*任务说明*.
请将下列条目中从含有“A single marker falls on each instance of the blue background”的那一行到含有“A single marker falls on each instance of the eyebrow”的那一行（首尾两行都算在内）转换为 JSON 字符串列表，每行对应一个字符串，空行略去。

==== 所示信息 ====

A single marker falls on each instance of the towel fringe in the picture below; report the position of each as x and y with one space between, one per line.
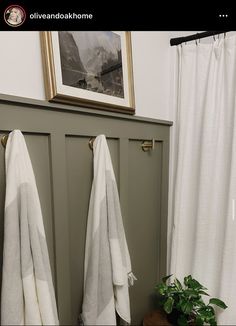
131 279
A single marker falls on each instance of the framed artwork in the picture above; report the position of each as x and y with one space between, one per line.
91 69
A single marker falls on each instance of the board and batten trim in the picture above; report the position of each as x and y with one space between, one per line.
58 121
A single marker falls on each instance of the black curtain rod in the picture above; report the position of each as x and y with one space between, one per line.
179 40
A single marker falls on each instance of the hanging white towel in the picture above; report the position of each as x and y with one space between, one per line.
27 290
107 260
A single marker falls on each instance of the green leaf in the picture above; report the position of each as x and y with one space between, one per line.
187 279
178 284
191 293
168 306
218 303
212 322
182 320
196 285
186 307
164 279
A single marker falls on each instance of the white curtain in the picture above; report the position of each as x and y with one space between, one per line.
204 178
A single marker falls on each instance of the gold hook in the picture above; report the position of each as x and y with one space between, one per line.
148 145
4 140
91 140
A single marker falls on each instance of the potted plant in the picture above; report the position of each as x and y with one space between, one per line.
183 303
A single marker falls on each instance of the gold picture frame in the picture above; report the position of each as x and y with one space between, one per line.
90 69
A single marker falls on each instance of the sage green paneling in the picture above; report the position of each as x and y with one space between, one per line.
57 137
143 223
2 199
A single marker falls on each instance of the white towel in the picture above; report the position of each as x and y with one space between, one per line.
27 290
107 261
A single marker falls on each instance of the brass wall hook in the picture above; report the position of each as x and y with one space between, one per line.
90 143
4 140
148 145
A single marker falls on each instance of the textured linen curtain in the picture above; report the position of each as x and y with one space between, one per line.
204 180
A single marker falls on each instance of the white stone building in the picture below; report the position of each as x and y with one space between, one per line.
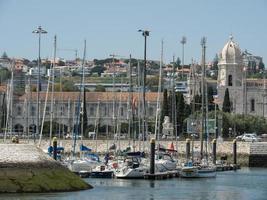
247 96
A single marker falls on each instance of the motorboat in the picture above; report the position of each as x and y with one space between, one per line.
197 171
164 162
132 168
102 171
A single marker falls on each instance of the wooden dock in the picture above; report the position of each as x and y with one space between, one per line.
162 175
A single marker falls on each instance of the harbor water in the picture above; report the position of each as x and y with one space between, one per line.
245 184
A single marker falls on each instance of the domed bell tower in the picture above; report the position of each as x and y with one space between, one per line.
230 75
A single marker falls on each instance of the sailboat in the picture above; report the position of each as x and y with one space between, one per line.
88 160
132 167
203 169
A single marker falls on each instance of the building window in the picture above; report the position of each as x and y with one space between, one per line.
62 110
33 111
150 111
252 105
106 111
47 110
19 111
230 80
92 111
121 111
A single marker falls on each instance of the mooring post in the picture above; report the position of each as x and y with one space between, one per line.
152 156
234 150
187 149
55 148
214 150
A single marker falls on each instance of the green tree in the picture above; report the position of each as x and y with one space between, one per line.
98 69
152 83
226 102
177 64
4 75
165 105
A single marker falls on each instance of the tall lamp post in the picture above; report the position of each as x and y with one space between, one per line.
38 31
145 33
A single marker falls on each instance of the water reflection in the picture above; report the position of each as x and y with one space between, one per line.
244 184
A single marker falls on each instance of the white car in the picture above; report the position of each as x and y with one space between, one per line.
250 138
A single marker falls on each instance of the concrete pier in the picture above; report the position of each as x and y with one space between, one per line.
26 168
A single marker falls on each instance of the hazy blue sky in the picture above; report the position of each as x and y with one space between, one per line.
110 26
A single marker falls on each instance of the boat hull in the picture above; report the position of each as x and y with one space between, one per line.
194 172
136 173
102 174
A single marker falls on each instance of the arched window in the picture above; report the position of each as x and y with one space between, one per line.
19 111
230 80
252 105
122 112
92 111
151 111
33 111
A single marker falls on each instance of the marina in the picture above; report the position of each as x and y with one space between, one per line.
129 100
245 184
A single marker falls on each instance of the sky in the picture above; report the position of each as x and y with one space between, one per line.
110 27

====
==== 所示信息 ====

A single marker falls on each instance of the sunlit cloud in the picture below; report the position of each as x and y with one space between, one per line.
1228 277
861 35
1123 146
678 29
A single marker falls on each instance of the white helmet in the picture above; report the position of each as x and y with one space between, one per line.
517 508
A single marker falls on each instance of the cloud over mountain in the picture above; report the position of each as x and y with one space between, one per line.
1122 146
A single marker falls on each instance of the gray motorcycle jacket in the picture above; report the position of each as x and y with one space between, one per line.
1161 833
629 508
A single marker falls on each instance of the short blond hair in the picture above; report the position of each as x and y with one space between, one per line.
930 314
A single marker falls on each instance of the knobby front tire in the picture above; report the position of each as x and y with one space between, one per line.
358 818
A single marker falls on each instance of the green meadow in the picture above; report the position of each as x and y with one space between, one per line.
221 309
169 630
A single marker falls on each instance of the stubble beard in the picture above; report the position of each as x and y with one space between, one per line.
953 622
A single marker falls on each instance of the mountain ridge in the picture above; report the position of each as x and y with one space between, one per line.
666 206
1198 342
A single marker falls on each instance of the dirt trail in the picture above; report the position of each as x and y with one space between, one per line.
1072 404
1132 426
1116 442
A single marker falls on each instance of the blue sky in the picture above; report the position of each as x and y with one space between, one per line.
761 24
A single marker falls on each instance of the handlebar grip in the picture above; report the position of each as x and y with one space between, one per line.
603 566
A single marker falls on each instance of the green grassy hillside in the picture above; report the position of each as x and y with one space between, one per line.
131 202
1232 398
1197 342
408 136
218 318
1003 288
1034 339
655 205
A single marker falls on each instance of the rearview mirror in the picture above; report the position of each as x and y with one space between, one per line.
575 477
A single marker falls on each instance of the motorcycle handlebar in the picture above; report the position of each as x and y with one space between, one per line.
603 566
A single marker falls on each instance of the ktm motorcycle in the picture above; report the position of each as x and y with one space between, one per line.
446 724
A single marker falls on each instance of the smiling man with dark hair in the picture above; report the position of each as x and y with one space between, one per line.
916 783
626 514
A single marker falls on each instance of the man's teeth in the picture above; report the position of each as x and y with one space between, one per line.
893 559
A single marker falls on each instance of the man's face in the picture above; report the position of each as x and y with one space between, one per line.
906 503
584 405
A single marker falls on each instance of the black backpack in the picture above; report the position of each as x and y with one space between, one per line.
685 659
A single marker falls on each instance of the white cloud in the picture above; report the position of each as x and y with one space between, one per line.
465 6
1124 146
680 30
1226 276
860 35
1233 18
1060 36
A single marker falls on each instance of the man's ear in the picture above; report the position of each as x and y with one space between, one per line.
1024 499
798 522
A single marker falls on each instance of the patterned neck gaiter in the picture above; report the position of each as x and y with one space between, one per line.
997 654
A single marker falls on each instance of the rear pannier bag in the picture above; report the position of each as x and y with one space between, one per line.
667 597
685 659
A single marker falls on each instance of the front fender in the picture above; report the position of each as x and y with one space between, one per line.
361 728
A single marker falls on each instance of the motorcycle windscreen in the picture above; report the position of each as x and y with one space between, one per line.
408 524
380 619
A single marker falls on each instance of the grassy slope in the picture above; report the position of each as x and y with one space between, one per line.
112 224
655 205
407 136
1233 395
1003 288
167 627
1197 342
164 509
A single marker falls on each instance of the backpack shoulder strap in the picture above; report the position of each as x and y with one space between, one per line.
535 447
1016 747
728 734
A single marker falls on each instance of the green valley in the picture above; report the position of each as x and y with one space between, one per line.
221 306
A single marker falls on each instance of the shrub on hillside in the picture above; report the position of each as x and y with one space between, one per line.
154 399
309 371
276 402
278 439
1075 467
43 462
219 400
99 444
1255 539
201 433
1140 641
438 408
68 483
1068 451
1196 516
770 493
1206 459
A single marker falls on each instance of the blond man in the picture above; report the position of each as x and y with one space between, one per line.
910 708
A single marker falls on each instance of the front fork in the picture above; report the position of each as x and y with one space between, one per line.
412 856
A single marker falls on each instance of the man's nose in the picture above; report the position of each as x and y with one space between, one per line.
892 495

====
==== 所示信息 ====

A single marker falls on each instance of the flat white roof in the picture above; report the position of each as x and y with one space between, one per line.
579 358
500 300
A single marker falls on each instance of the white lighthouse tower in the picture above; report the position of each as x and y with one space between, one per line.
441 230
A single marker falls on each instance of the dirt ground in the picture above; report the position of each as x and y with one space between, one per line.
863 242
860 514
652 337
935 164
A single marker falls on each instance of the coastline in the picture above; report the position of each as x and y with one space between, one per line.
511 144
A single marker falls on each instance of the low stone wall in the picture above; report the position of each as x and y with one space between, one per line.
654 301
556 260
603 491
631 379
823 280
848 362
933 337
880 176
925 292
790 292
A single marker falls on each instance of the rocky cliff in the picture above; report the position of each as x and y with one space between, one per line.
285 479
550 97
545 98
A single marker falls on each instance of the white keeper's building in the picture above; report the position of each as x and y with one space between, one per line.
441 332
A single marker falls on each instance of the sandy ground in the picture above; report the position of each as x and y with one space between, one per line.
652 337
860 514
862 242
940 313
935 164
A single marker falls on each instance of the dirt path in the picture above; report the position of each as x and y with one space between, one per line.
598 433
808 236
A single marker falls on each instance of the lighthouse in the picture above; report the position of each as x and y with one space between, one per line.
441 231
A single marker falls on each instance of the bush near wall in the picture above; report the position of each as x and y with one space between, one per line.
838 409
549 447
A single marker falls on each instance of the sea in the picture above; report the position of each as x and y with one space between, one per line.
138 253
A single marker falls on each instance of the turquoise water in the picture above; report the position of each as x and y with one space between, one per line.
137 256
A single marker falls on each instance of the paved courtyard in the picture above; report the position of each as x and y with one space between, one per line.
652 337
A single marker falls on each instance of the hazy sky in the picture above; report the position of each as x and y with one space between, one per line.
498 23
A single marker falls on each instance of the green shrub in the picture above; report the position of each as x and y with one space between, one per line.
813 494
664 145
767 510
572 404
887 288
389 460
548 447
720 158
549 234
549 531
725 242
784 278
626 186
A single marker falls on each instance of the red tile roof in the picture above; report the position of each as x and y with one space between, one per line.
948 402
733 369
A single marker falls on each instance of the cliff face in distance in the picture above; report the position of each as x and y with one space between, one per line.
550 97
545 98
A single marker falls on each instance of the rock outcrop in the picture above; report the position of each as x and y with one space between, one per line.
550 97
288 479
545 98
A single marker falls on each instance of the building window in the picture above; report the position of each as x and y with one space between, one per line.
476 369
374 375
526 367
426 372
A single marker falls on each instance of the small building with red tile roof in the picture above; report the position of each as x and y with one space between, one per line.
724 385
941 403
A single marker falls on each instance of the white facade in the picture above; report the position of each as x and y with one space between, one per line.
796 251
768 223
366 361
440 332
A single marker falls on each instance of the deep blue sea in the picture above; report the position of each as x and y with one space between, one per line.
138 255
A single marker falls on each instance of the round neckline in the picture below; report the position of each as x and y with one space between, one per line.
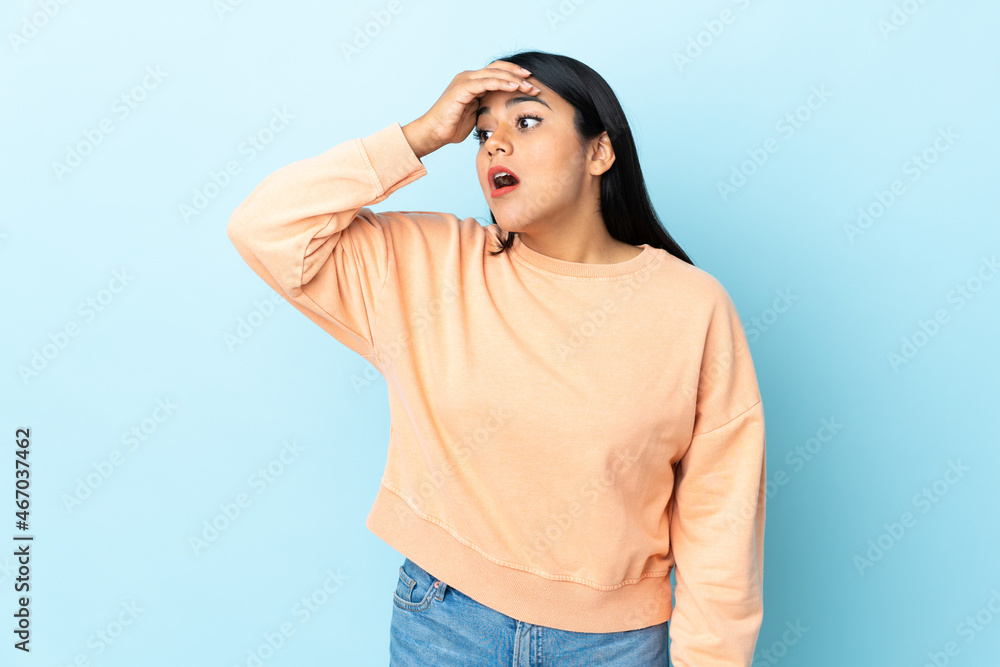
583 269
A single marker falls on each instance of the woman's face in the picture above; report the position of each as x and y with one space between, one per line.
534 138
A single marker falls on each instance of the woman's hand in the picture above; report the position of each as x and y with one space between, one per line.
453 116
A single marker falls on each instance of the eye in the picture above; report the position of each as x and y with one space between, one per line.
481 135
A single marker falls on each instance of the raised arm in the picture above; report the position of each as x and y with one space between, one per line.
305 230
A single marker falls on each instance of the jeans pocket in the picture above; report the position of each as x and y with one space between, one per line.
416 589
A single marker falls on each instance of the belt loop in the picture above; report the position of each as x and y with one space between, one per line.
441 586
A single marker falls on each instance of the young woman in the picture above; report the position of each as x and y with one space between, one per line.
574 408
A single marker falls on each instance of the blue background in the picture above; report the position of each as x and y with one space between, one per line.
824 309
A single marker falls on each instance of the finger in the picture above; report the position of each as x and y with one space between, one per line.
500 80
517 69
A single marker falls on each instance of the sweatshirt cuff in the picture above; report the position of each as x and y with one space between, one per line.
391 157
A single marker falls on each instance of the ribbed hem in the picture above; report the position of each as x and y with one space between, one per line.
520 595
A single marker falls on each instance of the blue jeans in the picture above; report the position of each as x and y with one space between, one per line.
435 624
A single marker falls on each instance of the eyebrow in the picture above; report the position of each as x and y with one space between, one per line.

====

*完整答案*.
[
  "A single marker falls on each instance of the blue background in the picture above; report the position of each as x and y with one space between, one per line.",
  "824 309",
  "A single marker falls on each instance of the finger in the picture above; report the position of each as x and y with one space between, one per line.",
  "500 80",
  "517 69",
  "A single marker falls on each instance of the sweatshirt cuff in the picture above; report the position of each as x and y with one space between, one per line.",
  "391 157",
  "A single marker falls on each instance of the ribbed hem in the picture above; report the position of each as x and y with one space between, one per line.",
  "520 595",
  "A single marker falls on each instance of the blue jeans in the picture above; report the position of each as x and y with one space between, one per line.",
  "435 624",
  "A single marker falls on each instance of the eyebrow in the picture above; report the position of each as x and y with one space between, one per line."
]